Record extracts

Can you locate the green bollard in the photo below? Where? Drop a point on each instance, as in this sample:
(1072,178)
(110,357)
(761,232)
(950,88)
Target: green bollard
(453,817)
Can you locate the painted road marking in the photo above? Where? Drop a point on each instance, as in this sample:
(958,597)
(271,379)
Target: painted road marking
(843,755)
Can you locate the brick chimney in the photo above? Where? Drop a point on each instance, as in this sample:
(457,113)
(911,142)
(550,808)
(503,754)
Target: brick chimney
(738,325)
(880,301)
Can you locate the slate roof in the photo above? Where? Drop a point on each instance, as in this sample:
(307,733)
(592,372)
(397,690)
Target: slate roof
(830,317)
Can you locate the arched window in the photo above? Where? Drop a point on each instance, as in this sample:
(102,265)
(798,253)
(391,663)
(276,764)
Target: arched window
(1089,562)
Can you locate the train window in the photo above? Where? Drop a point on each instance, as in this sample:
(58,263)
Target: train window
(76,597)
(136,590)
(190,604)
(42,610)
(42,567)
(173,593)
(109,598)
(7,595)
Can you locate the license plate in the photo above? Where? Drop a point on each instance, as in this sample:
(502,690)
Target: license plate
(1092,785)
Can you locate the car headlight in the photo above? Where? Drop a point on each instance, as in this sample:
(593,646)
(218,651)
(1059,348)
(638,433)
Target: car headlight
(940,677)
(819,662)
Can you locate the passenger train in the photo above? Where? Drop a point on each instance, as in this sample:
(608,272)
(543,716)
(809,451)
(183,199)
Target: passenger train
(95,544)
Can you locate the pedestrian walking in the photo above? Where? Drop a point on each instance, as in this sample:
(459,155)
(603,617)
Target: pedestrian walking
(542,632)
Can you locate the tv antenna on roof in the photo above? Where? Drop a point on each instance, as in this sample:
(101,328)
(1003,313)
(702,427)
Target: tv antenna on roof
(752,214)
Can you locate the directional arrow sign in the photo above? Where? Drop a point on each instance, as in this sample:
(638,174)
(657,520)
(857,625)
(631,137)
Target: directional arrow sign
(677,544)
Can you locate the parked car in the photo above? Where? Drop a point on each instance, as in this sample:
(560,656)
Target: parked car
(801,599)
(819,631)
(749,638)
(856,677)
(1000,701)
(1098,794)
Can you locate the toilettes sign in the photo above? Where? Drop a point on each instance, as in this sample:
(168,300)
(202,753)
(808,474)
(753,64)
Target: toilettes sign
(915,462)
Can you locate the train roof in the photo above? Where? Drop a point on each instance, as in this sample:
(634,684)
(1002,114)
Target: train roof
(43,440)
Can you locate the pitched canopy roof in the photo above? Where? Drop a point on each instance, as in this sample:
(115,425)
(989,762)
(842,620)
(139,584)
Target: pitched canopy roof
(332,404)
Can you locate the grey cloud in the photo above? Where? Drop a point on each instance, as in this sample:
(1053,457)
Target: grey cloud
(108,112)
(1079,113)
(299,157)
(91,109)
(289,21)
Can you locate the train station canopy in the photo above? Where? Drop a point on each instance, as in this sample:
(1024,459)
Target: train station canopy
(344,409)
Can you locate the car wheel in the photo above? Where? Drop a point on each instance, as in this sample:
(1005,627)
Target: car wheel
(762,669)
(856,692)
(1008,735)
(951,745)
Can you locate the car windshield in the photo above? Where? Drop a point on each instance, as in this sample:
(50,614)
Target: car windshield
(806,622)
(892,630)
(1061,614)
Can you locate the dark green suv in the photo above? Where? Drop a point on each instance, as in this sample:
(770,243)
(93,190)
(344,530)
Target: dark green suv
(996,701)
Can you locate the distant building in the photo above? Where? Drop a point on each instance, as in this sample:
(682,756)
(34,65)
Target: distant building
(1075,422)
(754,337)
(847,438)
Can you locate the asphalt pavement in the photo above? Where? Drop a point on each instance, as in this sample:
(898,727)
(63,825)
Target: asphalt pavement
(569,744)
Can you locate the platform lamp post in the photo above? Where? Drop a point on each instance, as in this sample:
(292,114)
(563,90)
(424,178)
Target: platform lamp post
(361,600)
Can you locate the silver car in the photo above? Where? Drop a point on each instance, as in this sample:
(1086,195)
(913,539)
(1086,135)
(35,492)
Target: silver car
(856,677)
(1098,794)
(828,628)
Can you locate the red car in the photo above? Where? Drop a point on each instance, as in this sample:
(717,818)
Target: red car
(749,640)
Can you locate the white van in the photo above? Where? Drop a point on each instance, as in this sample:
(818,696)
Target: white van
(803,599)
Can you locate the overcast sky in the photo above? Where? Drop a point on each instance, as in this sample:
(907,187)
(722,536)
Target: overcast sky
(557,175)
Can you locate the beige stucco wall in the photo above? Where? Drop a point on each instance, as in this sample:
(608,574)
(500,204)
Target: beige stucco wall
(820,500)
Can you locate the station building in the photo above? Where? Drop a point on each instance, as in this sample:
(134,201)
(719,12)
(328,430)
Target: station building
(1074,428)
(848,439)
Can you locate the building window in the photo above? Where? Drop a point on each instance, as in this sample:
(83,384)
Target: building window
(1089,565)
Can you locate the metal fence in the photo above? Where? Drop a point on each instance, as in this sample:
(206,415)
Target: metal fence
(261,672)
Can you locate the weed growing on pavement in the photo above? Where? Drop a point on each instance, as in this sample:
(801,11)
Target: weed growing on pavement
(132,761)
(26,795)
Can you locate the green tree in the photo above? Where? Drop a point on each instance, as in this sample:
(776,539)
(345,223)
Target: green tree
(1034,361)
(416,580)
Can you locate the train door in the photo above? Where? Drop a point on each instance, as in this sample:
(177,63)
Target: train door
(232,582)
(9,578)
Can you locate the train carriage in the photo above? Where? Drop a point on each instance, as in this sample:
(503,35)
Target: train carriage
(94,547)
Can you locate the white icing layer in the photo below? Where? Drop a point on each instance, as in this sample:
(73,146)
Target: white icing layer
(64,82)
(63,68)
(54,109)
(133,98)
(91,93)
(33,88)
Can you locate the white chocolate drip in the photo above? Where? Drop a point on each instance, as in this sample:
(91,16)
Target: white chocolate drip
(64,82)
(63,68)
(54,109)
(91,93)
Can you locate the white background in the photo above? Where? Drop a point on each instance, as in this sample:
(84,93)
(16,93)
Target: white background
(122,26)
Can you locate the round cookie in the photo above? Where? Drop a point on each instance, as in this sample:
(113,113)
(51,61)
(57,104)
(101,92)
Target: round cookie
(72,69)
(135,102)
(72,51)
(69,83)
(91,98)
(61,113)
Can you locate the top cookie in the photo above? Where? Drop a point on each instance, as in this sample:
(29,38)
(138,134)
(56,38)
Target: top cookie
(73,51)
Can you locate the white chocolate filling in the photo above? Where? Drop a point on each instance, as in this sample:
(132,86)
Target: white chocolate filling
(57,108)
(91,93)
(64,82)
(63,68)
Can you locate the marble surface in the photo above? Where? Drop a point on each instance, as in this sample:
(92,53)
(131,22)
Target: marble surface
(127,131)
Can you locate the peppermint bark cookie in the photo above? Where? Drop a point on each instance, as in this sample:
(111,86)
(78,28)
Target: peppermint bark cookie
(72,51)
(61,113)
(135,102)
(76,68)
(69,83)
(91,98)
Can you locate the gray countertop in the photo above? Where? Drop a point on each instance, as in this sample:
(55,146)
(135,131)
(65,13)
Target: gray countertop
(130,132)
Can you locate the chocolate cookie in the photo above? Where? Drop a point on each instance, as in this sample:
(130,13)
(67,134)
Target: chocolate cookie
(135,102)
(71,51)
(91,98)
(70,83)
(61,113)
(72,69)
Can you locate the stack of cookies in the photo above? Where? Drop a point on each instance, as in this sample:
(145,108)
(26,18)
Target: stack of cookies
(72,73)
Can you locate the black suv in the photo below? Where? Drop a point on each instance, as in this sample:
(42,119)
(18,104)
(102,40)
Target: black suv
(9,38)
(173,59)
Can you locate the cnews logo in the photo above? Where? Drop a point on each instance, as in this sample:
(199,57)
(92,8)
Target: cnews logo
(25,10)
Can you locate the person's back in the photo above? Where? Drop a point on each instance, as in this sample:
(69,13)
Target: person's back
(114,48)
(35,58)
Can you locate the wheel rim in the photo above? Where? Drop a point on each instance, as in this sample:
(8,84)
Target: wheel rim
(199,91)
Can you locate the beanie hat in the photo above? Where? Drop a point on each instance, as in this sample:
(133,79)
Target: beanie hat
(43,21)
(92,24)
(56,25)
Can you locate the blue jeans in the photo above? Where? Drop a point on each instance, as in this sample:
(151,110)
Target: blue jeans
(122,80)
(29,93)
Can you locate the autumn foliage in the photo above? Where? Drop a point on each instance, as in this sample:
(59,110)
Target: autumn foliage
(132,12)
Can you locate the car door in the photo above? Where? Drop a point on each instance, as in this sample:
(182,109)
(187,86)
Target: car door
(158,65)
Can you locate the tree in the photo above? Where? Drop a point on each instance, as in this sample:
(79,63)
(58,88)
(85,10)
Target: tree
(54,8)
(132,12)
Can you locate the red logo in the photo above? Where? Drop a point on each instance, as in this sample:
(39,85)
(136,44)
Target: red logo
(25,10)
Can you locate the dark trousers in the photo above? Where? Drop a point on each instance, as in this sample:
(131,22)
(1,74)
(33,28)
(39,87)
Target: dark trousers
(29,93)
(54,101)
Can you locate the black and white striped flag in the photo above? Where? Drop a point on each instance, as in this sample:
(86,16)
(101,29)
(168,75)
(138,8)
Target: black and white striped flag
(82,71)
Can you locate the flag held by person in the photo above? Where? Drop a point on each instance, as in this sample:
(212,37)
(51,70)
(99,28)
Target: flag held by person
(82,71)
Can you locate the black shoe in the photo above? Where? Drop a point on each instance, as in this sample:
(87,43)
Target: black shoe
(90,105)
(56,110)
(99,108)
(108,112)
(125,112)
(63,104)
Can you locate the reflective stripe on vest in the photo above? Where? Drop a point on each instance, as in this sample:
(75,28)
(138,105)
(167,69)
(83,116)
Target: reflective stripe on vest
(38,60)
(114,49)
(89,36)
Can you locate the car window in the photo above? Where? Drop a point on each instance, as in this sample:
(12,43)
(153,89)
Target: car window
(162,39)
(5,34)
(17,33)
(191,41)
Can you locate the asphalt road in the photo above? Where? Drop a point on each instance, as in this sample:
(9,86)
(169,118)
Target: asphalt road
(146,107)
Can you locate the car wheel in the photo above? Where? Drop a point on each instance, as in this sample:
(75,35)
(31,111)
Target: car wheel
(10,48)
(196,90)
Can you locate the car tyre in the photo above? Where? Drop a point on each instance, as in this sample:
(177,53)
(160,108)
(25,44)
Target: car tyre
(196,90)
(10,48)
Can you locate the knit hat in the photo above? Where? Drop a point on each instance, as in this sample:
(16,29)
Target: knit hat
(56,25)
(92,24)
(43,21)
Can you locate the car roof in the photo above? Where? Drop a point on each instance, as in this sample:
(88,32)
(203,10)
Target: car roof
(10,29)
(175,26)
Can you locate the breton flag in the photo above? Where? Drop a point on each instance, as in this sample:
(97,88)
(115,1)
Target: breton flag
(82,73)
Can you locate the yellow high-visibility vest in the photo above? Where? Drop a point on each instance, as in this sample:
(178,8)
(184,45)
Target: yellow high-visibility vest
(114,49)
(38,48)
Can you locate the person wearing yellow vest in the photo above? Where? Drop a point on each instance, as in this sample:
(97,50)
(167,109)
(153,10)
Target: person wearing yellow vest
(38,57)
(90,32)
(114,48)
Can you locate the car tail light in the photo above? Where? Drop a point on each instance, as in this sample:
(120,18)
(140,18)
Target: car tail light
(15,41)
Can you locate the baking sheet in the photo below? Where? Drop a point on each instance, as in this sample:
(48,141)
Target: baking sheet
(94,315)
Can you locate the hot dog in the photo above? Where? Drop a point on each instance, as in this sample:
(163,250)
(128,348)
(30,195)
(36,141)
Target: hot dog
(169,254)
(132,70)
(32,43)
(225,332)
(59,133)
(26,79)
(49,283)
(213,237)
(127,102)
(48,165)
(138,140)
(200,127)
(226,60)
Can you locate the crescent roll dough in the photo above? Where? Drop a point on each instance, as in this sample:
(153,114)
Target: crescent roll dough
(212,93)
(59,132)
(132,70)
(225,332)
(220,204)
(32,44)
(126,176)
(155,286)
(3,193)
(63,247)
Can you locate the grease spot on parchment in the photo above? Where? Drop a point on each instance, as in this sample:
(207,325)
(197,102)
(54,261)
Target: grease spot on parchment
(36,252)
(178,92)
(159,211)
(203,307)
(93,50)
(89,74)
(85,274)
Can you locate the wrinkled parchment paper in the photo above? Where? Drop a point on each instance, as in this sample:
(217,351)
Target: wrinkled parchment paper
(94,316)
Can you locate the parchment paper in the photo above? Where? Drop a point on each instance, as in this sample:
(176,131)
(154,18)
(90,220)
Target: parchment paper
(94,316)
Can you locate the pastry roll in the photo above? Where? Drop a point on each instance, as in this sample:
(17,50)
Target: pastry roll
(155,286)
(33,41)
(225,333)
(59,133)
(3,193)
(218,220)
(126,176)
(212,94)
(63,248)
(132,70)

Exercise requirements
Go through the data and copy every line that includes "below".

Output
Can you locate the green bollard in the photo below? Where? Drop a point on each instance, as in this sample:
Can you locate the white icing layer in the photo below? Where? Drop a point on each instance, as in this sample:
Can you locate the black suv in the photo below? Where? Drop a point on each instance, as in this sample:
Can you locate the baking sheet in the photo below? Where? Drop a point on each instance, as in this sample:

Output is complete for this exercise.